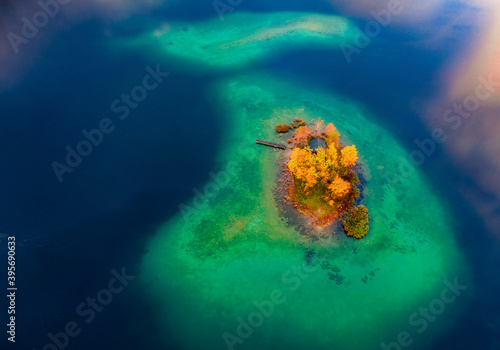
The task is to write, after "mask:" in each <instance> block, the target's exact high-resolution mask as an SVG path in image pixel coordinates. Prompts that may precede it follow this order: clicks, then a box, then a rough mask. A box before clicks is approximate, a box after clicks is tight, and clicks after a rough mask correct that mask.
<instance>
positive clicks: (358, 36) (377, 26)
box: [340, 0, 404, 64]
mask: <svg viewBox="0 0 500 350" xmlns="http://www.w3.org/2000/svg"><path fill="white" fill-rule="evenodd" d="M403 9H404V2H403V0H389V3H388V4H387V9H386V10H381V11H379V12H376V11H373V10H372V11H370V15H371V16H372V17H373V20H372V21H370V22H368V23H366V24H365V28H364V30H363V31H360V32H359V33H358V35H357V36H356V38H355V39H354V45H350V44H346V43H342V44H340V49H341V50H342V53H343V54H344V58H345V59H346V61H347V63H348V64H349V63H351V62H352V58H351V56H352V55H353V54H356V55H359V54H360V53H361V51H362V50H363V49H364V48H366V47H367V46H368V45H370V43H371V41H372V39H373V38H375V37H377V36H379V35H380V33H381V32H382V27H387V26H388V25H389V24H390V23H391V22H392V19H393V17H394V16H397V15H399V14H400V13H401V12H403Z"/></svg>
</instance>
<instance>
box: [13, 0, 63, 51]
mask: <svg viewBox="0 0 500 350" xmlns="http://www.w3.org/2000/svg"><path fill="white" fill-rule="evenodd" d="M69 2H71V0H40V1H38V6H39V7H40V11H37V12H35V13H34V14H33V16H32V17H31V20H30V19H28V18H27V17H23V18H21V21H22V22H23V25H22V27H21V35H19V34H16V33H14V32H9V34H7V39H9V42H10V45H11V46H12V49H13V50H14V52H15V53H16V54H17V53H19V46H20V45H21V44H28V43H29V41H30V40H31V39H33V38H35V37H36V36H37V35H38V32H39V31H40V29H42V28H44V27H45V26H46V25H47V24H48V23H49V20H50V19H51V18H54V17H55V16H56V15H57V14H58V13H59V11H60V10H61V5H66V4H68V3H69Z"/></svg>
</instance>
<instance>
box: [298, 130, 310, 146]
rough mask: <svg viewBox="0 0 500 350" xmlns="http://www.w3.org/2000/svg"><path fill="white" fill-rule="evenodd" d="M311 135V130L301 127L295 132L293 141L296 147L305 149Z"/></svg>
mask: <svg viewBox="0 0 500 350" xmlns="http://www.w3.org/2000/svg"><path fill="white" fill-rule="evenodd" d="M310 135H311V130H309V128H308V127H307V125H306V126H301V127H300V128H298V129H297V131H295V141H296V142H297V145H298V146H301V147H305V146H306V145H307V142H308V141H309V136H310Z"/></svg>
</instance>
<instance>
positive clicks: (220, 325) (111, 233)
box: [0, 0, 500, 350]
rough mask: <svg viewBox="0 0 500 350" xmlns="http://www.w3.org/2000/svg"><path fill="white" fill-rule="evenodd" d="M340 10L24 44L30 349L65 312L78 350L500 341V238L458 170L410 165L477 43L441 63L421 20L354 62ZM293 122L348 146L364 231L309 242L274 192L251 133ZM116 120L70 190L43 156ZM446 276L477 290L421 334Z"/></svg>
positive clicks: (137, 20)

● ● ● ● ●

■ Task details
Copy out all of the data above word for word, leaving out the pictures.

■ Answer to the problem
The task is to write, after "mask:" in each <instance> block, the target's exact high-resolution mask as an SVG path in image pixel coordinates. Prompts that may precede it follow this order: clicks, then a box, then a rough mask. A box before clicks is approximate, a box after clicks is tight, and clicks after a rough mask correct that mask.
<instance>
positive clicks: (358, 36) (377, 26)
box: [340, 0, 404, 64]
mask: <svg viewBox="0 0 500 350" xmlns="http://www.w3.org/2000/svg"><path fill="white" fill-rule="evenodd" d="M403 9H404V2H403V0H389V3H388V4H387V9H386V10H381V11H379V12H376V11H373V10H372V11H370V15H371V16H372V17H373V20H372V21H370V22H368V23H366V24H365V28H364V30H363V31H360V32H359V33H358V35H357V36H356V38H355V39H354V45H350V44H346V43H342V44H340V49H341V50H342V53H343V54H344V58H345V59H346V61H347V63H348V64H349V63H351V62H352V58H351V56H352V55H353V54H356V55H359V54H360V53H361V51H362V50H363V49H364V48H366V47H367V46H368V45H370V43H371V41H372V39H373V38H375V37H377V36H379V35H380V33H381V32H382V27H387V26H388V25H389V24H390V23H391V22H392V19H393V17H394V16H397V15H399V14H400V13H401V12H403Z"/></svg>
</instance>
<instance>
box: [13, 0, 63, 51]
mask: <svg viewBox="0 0 500 350" xmlns="http://www.w3.org/2000/svg"><path fill="white" fill-rule="evenodd" d="M69 2H71V0H40V1H38V6H39V7H40V11H37V12H35V13H34V14H33V16H32V17H31V20H30V19H28V18H27V17H23V18H21V21H22V22H23V25H22V27H21V35H19V34H16V33H14V32H9V34H7V39H9V42H10V45H11V46H12V49H13V50H14V52H15V53H16V54H17V53H19V46H20V45H21V44H28V43H29V41H30V40H31V39H33V38H35V37H36V36H37V35H38V32H39V31H40V29H42V28H44V27H45V26H46V25H47V24H48V23H49V20H50V19H51V18H54V17H55V16H56V15H57V14H58V13H59V11H60V10H61V5H66V4H68V3H69Z"/></svg>
</instance>
<instance>
box: [298, 130, 310, 146]
rough mask: <svg viewBox="0 0 500 350" xmlns="http://www.w3.org/2000/svg"><path fill="white" fill-rule="evenodd" d="M311 135V130L301 127L295 132L293 141L296 147L305 149Z"/></svg>
mask: <svg viewBox="0 0 500 350" xmlns="http://www.w3.org/2000/svg"><path fill="white" fill-rule="evenodd" d="M310 135H311V130H309V128H308V127H307V125H306V126H301V127H300V128H298V129H297V131H295V141H296V142H297V145H298V146H301V147H305V146H306V145H307V142H308V141H309V136H310Z"/></svg>
</instance>
<instance>
positive clicks: (220, 325) (111, 233)
box: [0, 0, 500, 350]
rough mask: <svg viewBox="0 0 500 350" xmlns="http://www.w3.org/2000/svg"><path fill="white" fill-rule="evenodd" d="M340 10L24 44L30 349L65 312L78 350L500 341V238L458 170L410 165L477 43L441 63L421 20L354 62ZM293 122L348 146L364 231L309 242L274 192L251 133ZM116 120L70 190L43 156ZM446 276L477 290L421 334Z"/></svg>
positive clicks: (137, 20)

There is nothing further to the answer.